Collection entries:
— BEGIN —

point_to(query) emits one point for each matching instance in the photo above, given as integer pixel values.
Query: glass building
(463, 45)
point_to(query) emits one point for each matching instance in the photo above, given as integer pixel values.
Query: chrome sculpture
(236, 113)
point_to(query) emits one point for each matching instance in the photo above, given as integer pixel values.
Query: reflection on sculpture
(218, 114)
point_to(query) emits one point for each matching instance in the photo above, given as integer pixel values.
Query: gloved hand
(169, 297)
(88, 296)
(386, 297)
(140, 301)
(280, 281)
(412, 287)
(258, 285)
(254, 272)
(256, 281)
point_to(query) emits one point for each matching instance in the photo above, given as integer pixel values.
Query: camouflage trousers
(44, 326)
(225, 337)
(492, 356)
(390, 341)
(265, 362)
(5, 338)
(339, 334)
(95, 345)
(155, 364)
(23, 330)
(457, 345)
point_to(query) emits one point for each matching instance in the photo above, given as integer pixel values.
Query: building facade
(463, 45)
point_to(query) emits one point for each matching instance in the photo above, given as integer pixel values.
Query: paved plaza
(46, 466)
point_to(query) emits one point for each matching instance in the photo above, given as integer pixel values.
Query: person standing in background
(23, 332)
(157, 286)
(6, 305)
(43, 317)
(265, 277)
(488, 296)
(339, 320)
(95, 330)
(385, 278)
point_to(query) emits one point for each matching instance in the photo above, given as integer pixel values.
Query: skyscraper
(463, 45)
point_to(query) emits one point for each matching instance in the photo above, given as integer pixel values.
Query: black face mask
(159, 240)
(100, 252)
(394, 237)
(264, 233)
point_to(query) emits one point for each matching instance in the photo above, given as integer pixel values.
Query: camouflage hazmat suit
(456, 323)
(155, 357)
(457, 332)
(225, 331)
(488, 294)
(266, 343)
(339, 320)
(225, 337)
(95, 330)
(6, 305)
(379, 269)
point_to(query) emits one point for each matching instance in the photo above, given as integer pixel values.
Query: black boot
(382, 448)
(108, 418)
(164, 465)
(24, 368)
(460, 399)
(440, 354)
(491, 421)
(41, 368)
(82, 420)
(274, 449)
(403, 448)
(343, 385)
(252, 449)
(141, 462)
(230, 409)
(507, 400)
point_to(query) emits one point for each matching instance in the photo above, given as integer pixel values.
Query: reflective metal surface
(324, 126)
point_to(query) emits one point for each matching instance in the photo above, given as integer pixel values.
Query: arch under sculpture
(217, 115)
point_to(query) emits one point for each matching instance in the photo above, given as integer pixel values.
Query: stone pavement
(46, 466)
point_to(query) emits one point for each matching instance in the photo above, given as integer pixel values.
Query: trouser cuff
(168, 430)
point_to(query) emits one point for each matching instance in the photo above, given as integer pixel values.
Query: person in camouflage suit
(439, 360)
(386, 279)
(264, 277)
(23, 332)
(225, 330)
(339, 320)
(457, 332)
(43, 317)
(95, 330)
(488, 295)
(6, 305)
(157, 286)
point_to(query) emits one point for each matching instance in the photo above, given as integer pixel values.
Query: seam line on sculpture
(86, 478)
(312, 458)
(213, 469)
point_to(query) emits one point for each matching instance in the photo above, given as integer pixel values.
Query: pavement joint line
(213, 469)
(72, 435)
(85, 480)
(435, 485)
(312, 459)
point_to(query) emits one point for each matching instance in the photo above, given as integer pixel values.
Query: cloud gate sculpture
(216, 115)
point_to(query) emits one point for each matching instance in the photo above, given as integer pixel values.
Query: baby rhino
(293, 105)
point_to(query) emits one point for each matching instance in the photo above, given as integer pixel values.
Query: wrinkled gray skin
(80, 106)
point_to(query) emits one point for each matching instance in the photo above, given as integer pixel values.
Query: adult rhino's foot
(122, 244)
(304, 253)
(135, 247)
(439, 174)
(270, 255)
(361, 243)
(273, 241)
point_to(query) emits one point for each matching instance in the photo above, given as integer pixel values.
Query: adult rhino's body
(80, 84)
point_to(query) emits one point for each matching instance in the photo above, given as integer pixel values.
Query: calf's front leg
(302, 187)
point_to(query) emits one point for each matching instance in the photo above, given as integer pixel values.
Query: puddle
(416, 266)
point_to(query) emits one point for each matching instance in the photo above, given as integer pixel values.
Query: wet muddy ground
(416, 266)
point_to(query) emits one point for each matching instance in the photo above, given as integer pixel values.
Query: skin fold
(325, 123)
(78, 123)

— END —
— BEGIN —

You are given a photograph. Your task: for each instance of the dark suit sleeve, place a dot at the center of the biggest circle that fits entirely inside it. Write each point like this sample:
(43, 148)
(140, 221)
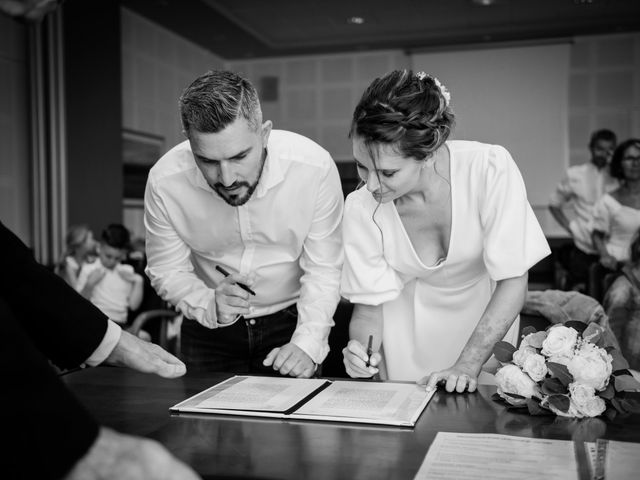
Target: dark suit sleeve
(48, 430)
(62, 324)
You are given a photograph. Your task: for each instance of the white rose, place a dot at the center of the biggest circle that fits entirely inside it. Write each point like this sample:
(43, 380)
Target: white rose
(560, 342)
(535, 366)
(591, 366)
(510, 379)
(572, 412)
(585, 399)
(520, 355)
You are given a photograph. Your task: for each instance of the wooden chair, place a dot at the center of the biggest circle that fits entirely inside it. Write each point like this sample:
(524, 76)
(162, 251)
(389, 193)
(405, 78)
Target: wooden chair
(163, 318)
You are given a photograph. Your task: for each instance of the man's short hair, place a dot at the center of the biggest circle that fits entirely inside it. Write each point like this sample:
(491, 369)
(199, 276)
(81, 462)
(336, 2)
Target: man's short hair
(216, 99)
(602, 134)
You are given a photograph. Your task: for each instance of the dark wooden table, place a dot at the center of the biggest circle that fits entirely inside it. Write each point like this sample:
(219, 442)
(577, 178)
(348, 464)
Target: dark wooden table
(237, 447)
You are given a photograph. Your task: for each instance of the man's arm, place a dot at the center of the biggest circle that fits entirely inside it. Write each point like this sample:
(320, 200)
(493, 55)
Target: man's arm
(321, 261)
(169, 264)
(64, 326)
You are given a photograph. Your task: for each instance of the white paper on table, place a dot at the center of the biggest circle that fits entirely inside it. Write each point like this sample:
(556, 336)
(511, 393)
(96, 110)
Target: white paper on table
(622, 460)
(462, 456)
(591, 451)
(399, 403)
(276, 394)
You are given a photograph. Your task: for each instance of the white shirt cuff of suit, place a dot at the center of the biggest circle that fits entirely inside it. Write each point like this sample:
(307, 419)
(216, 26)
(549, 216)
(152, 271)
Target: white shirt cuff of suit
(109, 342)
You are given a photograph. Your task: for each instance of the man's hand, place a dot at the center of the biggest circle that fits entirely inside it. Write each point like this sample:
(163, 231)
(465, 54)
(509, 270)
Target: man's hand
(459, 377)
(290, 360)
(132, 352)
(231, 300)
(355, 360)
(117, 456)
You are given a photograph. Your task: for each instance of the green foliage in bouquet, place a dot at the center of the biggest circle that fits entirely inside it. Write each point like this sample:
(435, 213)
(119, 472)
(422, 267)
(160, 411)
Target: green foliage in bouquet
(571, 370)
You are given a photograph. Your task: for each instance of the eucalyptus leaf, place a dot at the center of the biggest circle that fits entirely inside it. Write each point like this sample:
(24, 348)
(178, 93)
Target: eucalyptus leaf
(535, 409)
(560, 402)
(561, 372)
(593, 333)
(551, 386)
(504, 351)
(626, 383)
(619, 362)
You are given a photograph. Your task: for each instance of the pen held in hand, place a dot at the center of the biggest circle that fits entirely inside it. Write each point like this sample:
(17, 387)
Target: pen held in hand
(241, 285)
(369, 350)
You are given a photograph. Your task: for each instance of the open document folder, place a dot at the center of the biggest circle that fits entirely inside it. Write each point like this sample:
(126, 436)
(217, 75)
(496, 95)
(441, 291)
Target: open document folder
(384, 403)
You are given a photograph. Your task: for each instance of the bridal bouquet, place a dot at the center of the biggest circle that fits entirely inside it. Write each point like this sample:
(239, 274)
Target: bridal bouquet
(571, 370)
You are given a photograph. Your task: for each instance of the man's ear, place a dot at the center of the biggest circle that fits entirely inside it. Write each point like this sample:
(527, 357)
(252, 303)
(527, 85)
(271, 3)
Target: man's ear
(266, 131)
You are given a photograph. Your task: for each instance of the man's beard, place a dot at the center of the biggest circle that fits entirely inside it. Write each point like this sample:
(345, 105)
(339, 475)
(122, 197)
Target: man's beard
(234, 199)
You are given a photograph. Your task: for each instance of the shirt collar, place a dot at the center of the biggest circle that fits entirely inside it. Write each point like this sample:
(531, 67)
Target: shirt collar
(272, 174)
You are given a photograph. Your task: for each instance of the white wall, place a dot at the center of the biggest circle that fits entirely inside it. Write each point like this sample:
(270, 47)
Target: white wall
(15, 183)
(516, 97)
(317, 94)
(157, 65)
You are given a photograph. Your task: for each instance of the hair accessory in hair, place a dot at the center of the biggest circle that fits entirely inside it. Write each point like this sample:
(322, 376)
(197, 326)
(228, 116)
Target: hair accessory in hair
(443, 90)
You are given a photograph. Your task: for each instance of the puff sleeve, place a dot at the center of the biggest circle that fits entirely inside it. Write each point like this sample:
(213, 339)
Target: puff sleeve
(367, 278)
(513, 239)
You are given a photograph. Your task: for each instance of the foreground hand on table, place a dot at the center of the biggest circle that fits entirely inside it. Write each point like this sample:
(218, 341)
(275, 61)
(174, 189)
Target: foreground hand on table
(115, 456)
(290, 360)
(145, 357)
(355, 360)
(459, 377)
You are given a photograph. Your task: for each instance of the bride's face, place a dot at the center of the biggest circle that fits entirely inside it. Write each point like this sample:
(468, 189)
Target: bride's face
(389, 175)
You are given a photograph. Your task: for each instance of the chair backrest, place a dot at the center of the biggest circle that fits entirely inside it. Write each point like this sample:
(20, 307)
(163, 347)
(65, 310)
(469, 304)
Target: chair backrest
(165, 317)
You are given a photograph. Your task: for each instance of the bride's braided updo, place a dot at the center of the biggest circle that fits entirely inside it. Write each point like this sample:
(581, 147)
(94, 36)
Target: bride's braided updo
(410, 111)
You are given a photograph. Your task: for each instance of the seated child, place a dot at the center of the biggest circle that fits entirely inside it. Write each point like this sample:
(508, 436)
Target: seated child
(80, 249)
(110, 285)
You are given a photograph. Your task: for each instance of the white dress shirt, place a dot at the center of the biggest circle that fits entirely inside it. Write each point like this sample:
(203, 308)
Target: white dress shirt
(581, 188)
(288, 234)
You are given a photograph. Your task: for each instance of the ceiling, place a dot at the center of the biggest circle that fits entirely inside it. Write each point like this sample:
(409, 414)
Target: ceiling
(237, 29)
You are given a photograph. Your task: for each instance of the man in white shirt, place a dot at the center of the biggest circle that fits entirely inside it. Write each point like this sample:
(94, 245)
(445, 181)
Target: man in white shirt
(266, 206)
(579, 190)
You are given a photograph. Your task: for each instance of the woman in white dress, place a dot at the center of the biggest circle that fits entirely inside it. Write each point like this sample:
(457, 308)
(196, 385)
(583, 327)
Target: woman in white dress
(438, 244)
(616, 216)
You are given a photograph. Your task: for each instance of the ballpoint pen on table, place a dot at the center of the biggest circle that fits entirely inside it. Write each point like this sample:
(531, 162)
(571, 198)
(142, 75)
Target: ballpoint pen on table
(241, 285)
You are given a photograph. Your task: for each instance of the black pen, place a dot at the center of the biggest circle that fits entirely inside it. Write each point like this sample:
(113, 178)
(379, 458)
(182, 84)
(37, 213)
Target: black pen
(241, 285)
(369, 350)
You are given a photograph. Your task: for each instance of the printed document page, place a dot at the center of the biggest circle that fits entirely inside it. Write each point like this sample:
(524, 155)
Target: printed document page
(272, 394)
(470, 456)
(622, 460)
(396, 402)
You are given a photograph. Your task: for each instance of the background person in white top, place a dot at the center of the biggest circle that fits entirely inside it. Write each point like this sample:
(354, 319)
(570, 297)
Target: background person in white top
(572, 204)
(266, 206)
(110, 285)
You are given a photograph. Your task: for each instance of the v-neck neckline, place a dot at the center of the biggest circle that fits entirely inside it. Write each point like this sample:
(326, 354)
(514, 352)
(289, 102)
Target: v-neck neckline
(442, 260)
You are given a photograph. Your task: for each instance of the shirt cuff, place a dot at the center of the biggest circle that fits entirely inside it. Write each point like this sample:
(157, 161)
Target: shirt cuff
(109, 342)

— END —
— BEGIN —

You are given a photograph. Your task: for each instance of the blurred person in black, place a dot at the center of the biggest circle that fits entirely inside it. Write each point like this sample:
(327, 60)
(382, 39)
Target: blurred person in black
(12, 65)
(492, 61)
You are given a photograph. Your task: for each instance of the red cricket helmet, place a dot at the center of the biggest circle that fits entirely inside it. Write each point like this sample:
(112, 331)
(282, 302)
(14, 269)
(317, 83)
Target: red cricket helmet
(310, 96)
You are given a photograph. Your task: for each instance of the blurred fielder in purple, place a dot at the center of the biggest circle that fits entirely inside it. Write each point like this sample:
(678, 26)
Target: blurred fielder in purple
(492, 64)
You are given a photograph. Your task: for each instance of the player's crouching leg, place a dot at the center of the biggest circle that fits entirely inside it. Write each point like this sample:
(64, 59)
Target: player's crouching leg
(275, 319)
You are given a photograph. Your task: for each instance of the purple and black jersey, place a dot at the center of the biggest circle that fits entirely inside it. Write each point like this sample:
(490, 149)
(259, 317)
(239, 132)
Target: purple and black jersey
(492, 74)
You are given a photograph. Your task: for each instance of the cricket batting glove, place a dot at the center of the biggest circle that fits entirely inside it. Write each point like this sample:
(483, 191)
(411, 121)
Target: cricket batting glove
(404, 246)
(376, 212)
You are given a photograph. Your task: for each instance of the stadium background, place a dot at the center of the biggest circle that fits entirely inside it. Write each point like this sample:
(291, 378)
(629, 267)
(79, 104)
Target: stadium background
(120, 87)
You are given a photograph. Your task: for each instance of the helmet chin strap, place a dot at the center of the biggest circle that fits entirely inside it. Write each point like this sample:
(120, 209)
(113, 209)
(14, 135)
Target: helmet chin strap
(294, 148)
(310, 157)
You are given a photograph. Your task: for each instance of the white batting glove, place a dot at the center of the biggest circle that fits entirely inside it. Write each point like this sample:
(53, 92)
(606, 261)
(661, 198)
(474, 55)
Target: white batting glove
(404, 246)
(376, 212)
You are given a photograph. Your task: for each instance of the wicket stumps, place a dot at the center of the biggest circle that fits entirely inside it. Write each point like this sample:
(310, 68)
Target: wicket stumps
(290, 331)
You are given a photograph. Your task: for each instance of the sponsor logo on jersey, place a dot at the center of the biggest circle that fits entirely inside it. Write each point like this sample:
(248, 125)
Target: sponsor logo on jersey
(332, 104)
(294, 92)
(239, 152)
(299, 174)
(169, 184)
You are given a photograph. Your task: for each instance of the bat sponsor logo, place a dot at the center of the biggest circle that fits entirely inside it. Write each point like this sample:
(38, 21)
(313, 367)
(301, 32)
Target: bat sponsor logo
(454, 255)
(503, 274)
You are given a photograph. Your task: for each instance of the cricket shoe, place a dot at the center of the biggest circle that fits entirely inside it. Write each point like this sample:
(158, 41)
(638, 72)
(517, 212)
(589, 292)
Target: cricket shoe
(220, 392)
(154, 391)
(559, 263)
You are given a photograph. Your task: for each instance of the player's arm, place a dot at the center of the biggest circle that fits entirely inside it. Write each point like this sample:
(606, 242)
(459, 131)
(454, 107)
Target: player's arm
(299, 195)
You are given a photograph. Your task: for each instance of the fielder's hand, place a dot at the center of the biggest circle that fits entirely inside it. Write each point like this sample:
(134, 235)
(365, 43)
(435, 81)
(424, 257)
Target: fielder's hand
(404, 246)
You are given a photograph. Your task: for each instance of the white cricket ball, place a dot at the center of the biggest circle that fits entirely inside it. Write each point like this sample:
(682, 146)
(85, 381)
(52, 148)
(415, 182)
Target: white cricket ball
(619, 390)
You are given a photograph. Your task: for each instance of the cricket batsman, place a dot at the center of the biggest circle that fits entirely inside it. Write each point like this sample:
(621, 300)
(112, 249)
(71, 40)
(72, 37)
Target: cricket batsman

— END —

- _SHORT EXERCISE_:
Please count how many of the lines above contain the word "bride", and reply with only that number.

- _TASK RESPONSE_:
4